§ **THINGS TO DO**
(A) From the letter to the anesthesiology staff below, list every word or phrase the writer uses to describe what kind of resident they were by that time.
(B) Copy the part of the letter to the anesthesiology staff between "Dear Miami Beach" and "see. I think.", inclusive.
(C) Pick up the letter to the anesthesiology staff where it stops and keep writing it.

§ **EXCERPTED TEXT**
=== Begin Enclosure ===

Dear Miami Beach Mount Sinai Medical Center Anesthesiology personel:
I was a physician serving in your department for 3 weeks in June of 1999. I was glad to be in a Jewish hospital. That was a neat experience I had hoped to someday see. I think.
That said, I was a competant, highly functioning, careful and medically successful resident by that time. I served your department with pride and distinction in my own thoughts. I must say there were a few minor trying moments during that month. I was called to the 5th floor to do an intubation and ended up on a Shabbas Elevator (stops at every floor). This made my arrival late. Perhaps if your resident breifed me that I should have taken the utility elevator and GAVE ME THE KEY TO DO SO. I may have arrived earlier. Either way, I placed that breathing tube with the skill of a marksman shooting an apple off the top of a persons head at 1000 feet or more. I nailed it in a few moments and that patient was more labored in breathing than any other patient I had seen to date. He did fine. He was releived and no complications.
I was completely aghast when this "trouble" was cited in my evaluation by Dr. Laura Foster.

=== End Enclosure ===

§ **SUPPLIED ENTRIES**
=== Begin Enclosure ===

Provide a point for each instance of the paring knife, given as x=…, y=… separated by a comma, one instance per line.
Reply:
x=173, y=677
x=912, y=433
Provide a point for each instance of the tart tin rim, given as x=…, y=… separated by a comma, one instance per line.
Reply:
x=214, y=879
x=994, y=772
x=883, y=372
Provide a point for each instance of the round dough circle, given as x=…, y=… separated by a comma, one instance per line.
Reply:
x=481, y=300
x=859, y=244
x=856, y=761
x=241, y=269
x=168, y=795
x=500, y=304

=== End Enclosure ===

§ **ACTIVITY ANSWERS**
(A)
competant
highly functioning
careful
medically successful

(B)
Dear Miami Beach Mount Sinai Medical Center Anesthesiology personel:
I was a physician serving in your department for 3 weeks in June of 1999. I was glad to be in a Jewish hospital. That was a neat experience I had hoped to someday see. I think.

(C)
I was also completely aghast that Dr. Drew Lieberman might make a comment in my evaluation that it seemed I "took a drug box home with me" when I discussed with him the fact that the questionable drug box that he saw me pull out of a hidden duffel bag (to hide it) that I placed under his chair in his office for safe keeping was my method, (likely not an unusual one) that I employed for keeping the box from being seen by a theif. I was again aghast that I was described as "taking a break to get lunch when there was a cardiac tamponade case emergently in the process of being worked up". This is a twisted fact. That tamonade case was at 4 PM. When I asked to take a minute to break for a bite was at 11 AM when we had an orthopedic case. My attending, one of the few benign and friendly ones, took the case and I went to get lunch. It was a
Saturday morning and I was just done with 3 hours of Pain rounds where I personally made careful changes to about 11 patients I had never met prior and had even in my experience been my first experience with managing pain concerns. I thought I was a hero.
Thanks for the terrible evaluation. I hope that when you practice your art of medicine, you aren't as disruptive in your judgement and caliber with your patients as you were with me.
P.S. to one of the physician I will not name- I was not impressed by your handling of the young gay 20 some year old that had a versed medication given only very breifly before you kicked him out of the hospital to drive home alone. That was malpractive.